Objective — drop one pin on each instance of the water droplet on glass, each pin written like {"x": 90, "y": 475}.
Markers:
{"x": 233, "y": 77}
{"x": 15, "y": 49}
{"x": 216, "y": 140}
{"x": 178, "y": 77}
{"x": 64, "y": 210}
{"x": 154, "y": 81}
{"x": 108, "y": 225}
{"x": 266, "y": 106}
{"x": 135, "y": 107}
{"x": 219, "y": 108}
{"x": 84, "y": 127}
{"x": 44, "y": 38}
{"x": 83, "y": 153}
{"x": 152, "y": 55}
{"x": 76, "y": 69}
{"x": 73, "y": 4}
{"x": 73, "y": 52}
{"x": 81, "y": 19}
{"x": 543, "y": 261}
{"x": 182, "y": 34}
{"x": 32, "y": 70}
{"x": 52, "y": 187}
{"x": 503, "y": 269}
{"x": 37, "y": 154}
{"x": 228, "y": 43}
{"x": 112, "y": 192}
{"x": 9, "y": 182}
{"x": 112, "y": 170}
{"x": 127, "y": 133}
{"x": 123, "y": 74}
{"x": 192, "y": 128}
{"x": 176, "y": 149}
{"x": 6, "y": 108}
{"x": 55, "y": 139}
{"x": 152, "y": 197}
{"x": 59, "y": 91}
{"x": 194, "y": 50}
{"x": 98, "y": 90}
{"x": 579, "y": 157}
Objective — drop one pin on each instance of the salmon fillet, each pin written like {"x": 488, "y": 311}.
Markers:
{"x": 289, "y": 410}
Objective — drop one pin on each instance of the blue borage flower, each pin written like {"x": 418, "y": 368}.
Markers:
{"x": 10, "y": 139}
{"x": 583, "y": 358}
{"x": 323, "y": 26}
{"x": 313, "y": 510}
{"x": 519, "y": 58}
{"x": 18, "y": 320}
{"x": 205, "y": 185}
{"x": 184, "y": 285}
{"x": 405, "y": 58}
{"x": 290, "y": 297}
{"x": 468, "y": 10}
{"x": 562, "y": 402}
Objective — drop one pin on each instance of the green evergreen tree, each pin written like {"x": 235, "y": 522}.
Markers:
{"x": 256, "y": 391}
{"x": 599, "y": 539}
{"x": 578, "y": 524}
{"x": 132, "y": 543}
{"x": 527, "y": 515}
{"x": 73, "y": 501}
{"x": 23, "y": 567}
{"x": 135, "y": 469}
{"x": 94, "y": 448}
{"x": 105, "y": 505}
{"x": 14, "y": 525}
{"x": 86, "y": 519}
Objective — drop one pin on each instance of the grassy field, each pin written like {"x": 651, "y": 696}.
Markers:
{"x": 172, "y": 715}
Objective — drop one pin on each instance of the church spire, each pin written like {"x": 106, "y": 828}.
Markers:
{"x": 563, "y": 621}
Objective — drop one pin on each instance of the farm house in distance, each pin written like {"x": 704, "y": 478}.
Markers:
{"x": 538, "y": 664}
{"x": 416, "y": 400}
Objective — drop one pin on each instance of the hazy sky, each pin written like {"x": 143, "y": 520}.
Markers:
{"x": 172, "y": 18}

◇ ◇ ◇

Output the records above again, unchanged and line for line.

RESULT OF THE TASK
Objective — drop one pin on each instance of the water droplet on glass, each pin written like {"x": 90, "y": 475}.
Markers:
{"x": 233, "y": 77}
{"x": 15, "y": 49}
{"x": 216, "y": 140}
{"x": 178, "y": 77}
{"x": 64, "y": 210}
{"x": 154, "y": 81}
{"x": 108, "y": 225}
{"x": 266, "y": 106}
{"x": 135, "y": 107}
{"x": 219, "y": 108}
{"x": 84, "y": 127}
{"x": 44, "y": 38}
{"x": 83, "y": 153}
{"x": 152, "y": 55}
{"x": 76, "y": 69}
{"x": 73, "y": 4}
{"x": 73, "y": 52}
{"x": 81, "y": 19}
{"x": 543, "y": 261}
{"x": 182, "y": 34}
{"x": 32, "y": 70}
{"x": 52, "y": 187}
{"x": 503, "y": 269}
{"x": 37, "y": 154}
{"x": 228, "y": 43}
{"x": 112, "y": 192}
{"x": 9, "y": 182}
{"x": 112, "y": 170}
{"x": 127, "y": 133}
{"x": 123, "y": 74}
{"x": 192, "y": 128}
{"x": 176, "y": 149}
{"x": 6, "y": 108}
{"x": 55, "y": 139}
{"x": 152, "y": 197}
{"x": 59, "y": 91}
{"x": 194, "y": 50}
{"x": 98, "y": 90}
{"x": 579, "y": 157}
Objective — drop one pin on each instance of the salmon fillet, each pin written like {"x": 488, "y": 311}.
Markers:
{"x": 289, "y": 410}
Objective — drop one pin on each instance of the blue borage flower, each pin written like {"x": 418, "y": 368}.
Markers:
{"x": 10, "y": 139}
{"x": 583, "y": 358}
{"x": 323, "y": 26}
{"x": 313, "y": 510}
{"x": 519, "y": 58}
{"x": 18, "y": 320}
{"x": 205, "y": 185}
{"x": 184, "y": 285}
{"x": 405, "y": 58}
{"x": 290, "y": 297}
{"x": 468, "y": 10}
{"x": 562, "y": 402}
Objective — drop one pin on each instance of the green evergreen tree, each pin written like {"x": 235, "y": 522}.
Markers:
{"x": 256, "y": 391}
{"x": 599, "y": 539}
{"x": 578, "y": 524}
{"x": 132, "y": 543}
{"x": 527, "y": 515}
{"x": 73, "y": 501}
{"x": 23, "y": 567}
{"x": 135, "y": 469}
{"x": 94, "y": 448}
{"x": 105, "y": 505}
{"x": 14, "y": 525}
{"x": 86, "y": 519}
Objective — drop one pin on each instance of the grassy field, each pin written like {"x": 651, "y": 696}.
Markers:
{"x": 172, "y": 715}
Objective — drop one pin on each instance of the church spire, each pin written like {"x": 106, "y": 828}.
Markers:
{"x": 563, "y": 621}
Objective — drop one pin on each instance of the farm house in distance, each pin written like {"x": 704, "y": 478}.
Markers:
{"x": 538, "y": 664}
{"x": 416, "y": 400}
Objective — drop one pin on each instance of the hazy sky, each pin written like {"x": 143, "y": 520}.
Markers:
{"x": 172, "y": 18}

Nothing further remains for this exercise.